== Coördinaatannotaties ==
####################

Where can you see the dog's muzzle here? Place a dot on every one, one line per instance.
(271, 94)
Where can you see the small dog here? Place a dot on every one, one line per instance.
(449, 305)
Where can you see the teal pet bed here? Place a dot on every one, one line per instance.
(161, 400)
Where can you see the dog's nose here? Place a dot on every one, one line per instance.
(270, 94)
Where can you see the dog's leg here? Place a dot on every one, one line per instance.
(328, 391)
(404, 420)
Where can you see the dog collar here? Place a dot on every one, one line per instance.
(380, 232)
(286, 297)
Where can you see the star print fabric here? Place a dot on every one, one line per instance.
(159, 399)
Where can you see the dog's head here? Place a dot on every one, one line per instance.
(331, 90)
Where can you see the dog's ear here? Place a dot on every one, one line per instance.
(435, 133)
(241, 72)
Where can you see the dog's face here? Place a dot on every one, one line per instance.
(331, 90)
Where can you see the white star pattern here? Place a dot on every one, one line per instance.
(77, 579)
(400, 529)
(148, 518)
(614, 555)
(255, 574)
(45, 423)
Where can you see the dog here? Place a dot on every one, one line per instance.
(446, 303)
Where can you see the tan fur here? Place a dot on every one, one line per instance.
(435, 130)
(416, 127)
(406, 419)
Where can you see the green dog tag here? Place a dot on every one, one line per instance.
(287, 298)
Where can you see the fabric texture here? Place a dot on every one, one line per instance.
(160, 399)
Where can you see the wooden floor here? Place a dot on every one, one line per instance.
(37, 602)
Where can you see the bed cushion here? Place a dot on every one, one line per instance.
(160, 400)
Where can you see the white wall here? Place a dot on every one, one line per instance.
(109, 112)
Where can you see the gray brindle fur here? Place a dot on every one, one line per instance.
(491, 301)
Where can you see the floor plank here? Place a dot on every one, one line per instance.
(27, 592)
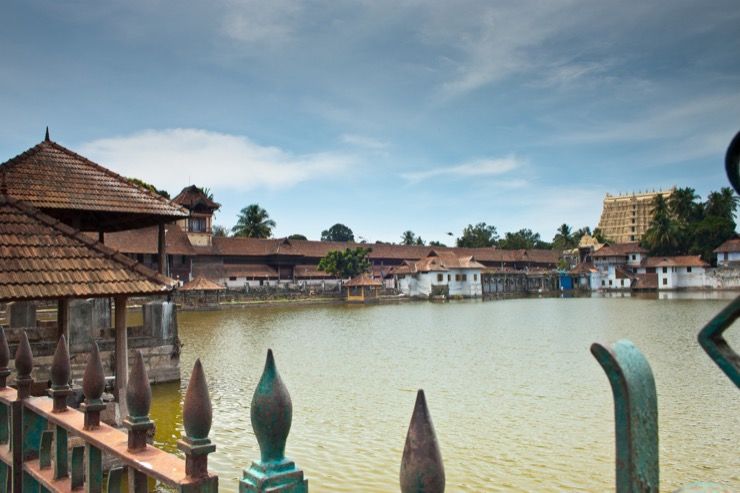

####################

== Schriftelijke opgave ==
Citeer alsjeblieft alle items hierboven letterlijk en regel voor regel, en laat de afbeelding weg.

== Volledig antwoord ==
Where can you see the dog's muzzle here? Place a dot on every one, one line per instance.
(271, 94)
Where can you see the small dog here? Place a dot on every one, one line per instance.
(449, 305)
Where can you see the teal pet bed here? Place a dot on every one, one line per instance.
(161, 400)
Where can you see the dog's nose here? Place a dot on every one, one line per instance.
(270, 94)
Where can you see the dog's leg here? Place a dot on every one, one line per instance.
(328, 391)
(404, 420)
Where can you see the dog collar here? Place a dot on every one, one line per instance.
(380, 232)
(286, 297)
Where can you see the star print fabric here? Place a dot on every one, one line per instance.
(159, 399)
Where can you see the dog's head here? Place a dot on every one, one line per instance.
(331, 90)
Where can you see the dog's ear here? Place a dot on every one, one line per instance.
(435, 133)
(241, 72)
Where can you see the dog's face here? Place a dot on every one, one line per instance.
(331, 90)
Where can you see the white star pattern here? Place a dot on every one, one line per instance.
(77, 579)
(400, 529)
(148, 518)
(614, 555)
(255, 574)
(45, 423)
Where can you see the dog here? Place a dot on every one, one line per instance.
(446, 303)
Where can you see the tan fur here? Place a dot on every one, one line per instance.
(435, 130)
(416, 127)
(406, 419)
Where can you see the green dog tag here? Place a dot on every one, one line per instance.
(287, 298)
Where can you see the fabric texture here? Place a dot on every one, one line per instance.
(160, 399)
Where can you see the wooden floor here? Place a dot on every one, one line per instance.
(37, 602)
Where can you see the bed cushion here? Place a dot on every one, one line per instance.
(160, 400)
Where can you see the white wall here? Place a dot on every one, one line per instance.
(109, 112)
Where can you see the gray brindle fur here? Place a dot on every one, one line per instance.
(491, 301)
Where can you see the floor plank here? Place a dot on every one, one line per instance.
(27, 592)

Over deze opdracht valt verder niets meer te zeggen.